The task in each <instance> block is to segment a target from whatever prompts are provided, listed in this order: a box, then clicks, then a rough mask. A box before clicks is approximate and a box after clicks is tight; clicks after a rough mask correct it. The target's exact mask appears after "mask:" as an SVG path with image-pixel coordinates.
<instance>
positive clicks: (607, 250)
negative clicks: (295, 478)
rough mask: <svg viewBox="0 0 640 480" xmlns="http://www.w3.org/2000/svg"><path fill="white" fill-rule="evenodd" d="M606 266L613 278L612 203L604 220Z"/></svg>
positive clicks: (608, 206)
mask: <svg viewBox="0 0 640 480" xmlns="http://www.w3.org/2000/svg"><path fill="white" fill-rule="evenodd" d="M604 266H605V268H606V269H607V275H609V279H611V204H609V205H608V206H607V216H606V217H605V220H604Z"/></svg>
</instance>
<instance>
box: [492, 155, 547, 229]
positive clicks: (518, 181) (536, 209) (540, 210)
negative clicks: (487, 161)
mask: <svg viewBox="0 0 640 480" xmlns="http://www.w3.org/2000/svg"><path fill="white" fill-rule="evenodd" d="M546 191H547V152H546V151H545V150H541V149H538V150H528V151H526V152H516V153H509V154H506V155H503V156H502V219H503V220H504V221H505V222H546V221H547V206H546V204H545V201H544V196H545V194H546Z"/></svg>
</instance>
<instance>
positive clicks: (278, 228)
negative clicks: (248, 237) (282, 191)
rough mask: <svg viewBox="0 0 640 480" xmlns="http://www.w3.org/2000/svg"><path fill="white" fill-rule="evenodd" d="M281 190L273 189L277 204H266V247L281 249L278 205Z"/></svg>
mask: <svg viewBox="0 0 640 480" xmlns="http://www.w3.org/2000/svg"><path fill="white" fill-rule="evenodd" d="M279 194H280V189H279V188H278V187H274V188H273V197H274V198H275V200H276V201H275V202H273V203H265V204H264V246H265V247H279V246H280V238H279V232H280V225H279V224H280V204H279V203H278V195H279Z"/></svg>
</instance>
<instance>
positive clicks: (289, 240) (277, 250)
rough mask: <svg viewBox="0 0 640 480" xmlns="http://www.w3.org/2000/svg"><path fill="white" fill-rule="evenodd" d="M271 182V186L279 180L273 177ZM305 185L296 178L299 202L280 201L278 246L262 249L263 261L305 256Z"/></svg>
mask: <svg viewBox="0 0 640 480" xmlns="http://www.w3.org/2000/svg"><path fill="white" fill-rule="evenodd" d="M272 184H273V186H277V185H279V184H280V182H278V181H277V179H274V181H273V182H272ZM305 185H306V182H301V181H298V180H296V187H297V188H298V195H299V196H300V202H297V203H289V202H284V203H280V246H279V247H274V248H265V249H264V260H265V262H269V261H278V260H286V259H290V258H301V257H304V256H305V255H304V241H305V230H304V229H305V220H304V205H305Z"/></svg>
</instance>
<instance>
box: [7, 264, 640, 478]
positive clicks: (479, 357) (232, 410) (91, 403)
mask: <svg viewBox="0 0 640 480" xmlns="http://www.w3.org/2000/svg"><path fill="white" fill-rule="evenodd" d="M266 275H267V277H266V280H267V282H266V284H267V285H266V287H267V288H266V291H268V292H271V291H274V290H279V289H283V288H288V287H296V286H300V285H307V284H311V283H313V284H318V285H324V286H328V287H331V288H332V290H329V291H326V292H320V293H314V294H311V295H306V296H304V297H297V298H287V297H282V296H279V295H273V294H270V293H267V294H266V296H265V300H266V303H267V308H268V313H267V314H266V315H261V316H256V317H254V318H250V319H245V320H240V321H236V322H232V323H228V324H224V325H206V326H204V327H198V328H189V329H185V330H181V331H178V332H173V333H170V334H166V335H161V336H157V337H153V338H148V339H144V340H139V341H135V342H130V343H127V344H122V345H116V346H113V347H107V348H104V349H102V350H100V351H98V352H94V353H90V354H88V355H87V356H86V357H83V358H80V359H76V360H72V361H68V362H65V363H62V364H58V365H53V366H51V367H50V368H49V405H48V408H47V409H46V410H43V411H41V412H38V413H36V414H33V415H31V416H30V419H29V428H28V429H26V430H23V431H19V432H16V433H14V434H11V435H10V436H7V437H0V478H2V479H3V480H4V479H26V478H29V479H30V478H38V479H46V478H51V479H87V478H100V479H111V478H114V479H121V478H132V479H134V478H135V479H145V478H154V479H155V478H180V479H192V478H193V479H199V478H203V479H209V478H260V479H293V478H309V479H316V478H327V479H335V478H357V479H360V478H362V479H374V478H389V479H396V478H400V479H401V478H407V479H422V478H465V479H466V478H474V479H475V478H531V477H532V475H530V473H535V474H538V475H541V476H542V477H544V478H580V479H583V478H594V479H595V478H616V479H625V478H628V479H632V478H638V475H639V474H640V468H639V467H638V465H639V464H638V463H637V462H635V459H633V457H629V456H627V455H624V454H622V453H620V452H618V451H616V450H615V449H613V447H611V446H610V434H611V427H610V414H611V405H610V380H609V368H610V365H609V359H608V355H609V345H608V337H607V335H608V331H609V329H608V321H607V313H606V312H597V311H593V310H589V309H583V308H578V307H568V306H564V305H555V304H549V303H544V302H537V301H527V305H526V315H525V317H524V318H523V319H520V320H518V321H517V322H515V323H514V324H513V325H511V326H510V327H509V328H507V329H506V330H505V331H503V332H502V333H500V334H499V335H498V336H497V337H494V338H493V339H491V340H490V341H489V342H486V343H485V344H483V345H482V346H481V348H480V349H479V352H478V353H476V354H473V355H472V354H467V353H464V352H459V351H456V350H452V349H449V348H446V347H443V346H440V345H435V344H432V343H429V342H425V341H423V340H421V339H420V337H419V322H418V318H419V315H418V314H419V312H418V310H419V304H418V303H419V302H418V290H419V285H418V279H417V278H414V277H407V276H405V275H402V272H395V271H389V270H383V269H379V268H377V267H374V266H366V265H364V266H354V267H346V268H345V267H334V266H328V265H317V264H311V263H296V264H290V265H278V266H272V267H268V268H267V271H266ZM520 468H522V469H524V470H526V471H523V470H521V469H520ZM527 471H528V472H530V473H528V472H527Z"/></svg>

- [What you will do]: Please count the lines of the listing above that contain the string "rough", matching case exactly, and give only the number.

- [Task result]: 4